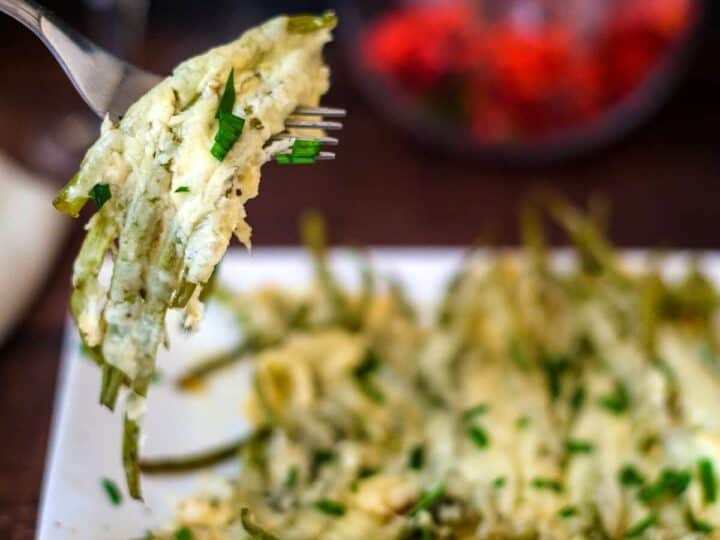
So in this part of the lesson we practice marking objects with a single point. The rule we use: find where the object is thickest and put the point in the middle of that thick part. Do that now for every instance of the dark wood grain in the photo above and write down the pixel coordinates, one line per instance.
(663, 182)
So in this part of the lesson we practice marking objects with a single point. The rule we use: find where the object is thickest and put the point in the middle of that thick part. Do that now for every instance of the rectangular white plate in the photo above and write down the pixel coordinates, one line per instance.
(85, 438)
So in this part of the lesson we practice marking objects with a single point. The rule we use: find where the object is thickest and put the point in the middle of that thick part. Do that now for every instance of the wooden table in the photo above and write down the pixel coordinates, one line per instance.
(663, 182)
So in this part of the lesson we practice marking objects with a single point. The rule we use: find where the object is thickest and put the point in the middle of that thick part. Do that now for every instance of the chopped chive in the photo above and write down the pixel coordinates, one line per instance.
(230, 126)
(567, 512)
(428, 499)
(706, 471)
(366, 472)
(618, 401)
(229, 130)
(331, 508)
(416, 458)
(630, 476)
(305, 148)
(100, 194)
(479, 436)
(227, 100)
(289, 159)
(697, 525)
(477, 410)
(112, 491)
(546, 483)
(641, 526)
(184, 533)
(671, 483)
(291, 477)
(577, 446)
(578, 398)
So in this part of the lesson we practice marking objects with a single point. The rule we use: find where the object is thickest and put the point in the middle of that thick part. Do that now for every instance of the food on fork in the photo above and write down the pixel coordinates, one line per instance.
(541, 401)
(170, 181)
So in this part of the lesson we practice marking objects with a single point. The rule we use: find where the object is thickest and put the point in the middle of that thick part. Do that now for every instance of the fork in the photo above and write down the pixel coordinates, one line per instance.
(109, 85)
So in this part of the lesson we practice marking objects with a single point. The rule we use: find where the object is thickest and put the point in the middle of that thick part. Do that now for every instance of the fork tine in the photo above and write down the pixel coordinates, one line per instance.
(328, 112)
(313, 124)
(322, 156)
(331, 141)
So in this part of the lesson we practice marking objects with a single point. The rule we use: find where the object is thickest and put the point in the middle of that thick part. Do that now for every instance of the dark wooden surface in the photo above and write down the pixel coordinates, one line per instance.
(662, 180)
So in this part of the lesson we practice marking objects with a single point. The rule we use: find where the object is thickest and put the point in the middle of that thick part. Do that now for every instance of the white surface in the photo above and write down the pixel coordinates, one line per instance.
(85, 438)
(31, 230)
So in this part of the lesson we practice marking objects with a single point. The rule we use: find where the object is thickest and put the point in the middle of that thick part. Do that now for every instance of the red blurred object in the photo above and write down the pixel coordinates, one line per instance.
(503, 79)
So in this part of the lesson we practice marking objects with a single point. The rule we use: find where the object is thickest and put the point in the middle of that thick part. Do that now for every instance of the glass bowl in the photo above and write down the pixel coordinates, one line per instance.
(519, 80)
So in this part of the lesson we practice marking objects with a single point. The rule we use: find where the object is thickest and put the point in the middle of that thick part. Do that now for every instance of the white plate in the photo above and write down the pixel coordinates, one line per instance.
(85, 438)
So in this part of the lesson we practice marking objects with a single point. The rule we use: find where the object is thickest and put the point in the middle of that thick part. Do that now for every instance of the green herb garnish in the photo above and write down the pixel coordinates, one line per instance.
(230, 126)
(184, 533)
(641, 526)
(479, 436)
(706, 472)
(428, 499)
(331, 508)
(289, 159)
(618, 401)
(100, 194)
(630, 476)
(111, 490)
(477, 410)
(546, 483)
(416, 458)
(567, 512)
(303, 152)
(366, 472)
(670, 483)
(578, 399)
(305, 24)
(577, 446)
(291, 477)
(227, 100)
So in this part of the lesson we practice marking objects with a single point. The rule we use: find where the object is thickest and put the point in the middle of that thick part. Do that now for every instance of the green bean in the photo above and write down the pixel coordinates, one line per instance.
(183, 294)
(315, 240)
(196, 374)
(87, 292)
(255, 531)
(112, 380)
(131, 438)
(200, 460)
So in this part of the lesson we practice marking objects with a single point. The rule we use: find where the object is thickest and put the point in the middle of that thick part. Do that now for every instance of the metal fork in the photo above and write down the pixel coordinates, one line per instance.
(109, 85)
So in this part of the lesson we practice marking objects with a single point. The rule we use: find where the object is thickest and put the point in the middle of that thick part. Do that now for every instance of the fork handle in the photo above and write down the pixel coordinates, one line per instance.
(25, 11)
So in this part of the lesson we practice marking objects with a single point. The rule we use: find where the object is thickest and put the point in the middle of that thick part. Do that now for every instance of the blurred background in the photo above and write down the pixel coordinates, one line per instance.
(457, 109)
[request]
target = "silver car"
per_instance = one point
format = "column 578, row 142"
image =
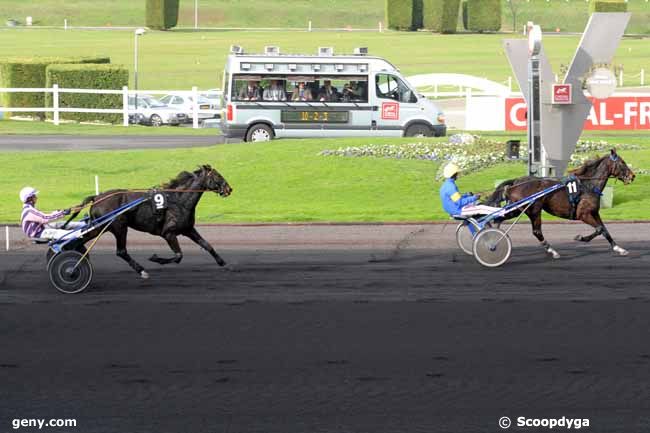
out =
column 151, row 111
column 185, row 103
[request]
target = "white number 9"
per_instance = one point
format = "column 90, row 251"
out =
column 159, row 199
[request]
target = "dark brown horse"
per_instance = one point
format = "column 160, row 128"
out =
column 168, row 213
column 580, row 200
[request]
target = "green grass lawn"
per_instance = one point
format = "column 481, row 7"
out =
column 180, row 60
column 568, row 15
column 280, row 181
column 15, row 127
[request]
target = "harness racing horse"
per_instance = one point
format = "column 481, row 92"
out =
column 585, row 185
column 169, row 213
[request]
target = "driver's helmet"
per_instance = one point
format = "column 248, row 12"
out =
column 26, row 193
column 450, row 170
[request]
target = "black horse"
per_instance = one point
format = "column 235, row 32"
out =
column 579, row 200
column 168, row 213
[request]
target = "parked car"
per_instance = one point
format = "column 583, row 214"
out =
column 185, row 103
column 152, row 112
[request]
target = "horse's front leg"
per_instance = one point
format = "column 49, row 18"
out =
column 593, row 219
column 535, row 216
column 172, row 241
column 198, row 239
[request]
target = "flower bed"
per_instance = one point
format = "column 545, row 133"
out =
column 470, row 152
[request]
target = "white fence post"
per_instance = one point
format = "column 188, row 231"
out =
column 55, row 102
column 125, row 106
column 468, row 101
column 195, row 107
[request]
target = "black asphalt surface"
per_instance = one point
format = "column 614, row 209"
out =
column 104, row 142
column 331, row 341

Task to complete:
Working from the entries above, return all lines that contain "horse".

Solution for this task:
target = "dark brown horse"
target = "harness racing horse"
target = "black horse"
target = "horse's front leg"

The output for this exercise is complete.